→ **Instruções**
Segundo o texto sobre o confinamento em Barcelona, a partir de que dia passam a ser permitidos encontros de até dez pessoas?

→ **Texto**
---------------

‘Com vírus estável, vivemos em permanente estado de medo’
barcelona Dia #72 – Domingo, 24 de maio. Cena: mensagem do corazón no vídeo de ginástica de hoje: “A diligência é a mãe da boa fortuna”.
Passeando na orla de Barcelona, vendo a galera malhando, de bike, patim e tal, é fácil imaginar que a gente tá em alguma BarradaTijuca em loop ou Califórnia paradise hollywoodiana, um idílio meio de filme, meio de desejo.
Mas é só afinar a atenção um mícron pra detectar também ambulâncias e certa falta de senso coletivo, principalmente dos jovens, que vão se reunindo em bandos cada vez maiores, a despeito da normativa que proíbe agrupamentos entre quem não convive.
A partir desta segunda (25), encontros de até dez pessoas finalmente passam a ser permitidos depois de quase dois meses e meio, mas o povo por aqui já está há dias pulando as regras e desencanando do confinamento. O ser humano obedece ou é solidário?

---------------

→ **Dados fornecidos**
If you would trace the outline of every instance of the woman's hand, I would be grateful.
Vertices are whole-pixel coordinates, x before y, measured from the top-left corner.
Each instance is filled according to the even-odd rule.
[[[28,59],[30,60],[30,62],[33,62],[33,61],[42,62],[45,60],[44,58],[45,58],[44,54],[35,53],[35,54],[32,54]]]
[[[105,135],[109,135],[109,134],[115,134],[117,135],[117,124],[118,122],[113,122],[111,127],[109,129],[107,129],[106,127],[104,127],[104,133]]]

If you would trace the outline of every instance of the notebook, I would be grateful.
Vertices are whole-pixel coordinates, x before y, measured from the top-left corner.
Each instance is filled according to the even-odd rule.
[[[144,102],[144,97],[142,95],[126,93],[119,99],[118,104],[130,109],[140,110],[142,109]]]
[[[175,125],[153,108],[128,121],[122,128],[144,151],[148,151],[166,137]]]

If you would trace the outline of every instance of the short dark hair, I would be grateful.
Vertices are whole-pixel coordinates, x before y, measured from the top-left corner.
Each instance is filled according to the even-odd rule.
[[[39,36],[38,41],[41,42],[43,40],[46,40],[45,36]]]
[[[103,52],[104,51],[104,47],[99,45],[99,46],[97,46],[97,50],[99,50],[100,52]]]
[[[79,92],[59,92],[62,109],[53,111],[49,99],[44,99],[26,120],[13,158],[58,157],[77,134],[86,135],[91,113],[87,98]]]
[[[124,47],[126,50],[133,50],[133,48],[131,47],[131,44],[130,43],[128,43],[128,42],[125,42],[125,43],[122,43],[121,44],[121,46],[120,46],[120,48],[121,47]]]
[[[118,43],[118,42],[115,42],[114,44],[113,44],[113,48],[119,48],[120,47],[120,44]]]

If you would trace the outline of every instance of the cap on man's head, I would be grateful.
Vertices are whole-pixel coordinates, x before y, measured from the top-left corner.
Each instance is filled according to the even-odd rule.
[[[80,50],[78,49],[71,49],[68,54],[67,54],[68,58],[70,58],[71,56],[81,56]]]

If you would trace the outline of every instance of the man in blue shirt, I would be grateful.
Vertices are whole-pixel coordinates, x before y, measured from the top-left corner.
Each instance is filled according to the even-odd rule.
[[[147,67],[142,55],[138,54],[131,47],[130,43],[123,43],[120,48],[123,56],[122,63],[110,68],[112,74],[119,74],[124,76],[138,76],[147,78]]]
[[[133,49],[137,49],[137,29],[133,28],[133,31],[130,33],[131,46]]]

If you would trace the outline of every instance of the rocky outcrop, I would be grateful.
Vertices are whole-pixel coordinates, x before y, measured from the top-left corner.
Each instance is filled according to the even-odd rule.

---------------

→ **Resposta**
A partir da segunda-feira, dia 25.